(Stored dataset items)
== Segment start ==

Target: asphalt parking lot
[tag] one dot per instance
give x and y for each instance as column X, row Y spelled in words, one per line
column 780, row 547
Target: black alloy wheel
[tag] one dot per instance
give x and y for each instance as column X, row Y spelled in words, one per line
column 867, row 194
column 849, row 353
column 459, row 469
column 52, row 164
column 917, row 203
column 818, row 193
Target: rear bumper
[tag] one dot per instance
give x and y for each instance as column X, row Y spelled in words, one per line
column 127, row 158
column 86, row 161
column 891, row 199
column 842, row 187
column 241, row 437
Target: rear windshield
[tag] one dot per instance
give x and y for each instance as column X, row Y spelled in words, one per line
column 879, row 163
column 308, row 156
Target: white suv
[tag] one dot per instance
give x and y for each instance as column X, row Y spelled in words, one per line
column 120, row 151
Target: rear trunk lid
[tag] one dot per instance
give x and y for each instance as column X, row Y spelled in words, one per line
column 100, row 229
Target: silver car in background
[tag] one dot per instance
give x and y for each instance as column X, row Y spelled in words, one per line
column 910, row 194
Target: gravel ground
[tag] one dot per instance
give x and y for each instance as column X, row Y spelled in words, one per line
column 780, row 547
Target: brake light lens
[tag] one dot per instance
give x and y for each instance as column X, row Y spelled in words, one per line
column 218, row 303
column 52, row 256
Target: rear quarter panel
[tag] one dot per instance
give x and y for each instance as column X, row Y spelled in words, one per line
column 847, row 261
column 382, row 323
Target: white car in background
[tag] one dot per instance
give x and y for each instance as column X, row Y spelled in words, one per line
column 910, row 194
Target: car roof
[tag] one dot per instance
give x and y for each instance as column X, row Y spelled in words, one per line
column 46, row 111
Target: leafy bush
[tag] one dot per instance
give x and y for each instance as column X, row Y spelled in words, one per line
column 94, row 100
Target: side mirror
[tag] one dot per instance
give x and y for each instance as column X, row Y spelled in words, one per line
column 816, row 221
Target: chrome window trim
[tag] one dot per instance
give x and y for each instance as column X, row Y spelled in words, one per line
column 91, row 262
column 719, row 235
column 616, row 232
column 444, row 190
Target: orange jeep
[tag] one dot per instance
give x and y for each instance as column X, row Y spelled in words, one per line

== Segment end ==

### [Problem description]
Which lines run from the one containing "Target: side mirror" to the end of the entries above? Print them exactly, both ends included, and nothing else.

### [Solution]
Target: side mirror
[tag] one dot per instance
give x and y for each instance as column X, row Y spelled in words, one per line
column 816, row 221
Target: chrome window trim
[tag] one dot per instance
give x and y for each instance as column X, row Y spelled in words, one per line
column 91, row 262
column 719, row 235
column 616, row 232
column 444, row 190
Target: orange jeep
[tag] one dot per instance
give x and y for each instance as column X, row Y spelled in words, one per line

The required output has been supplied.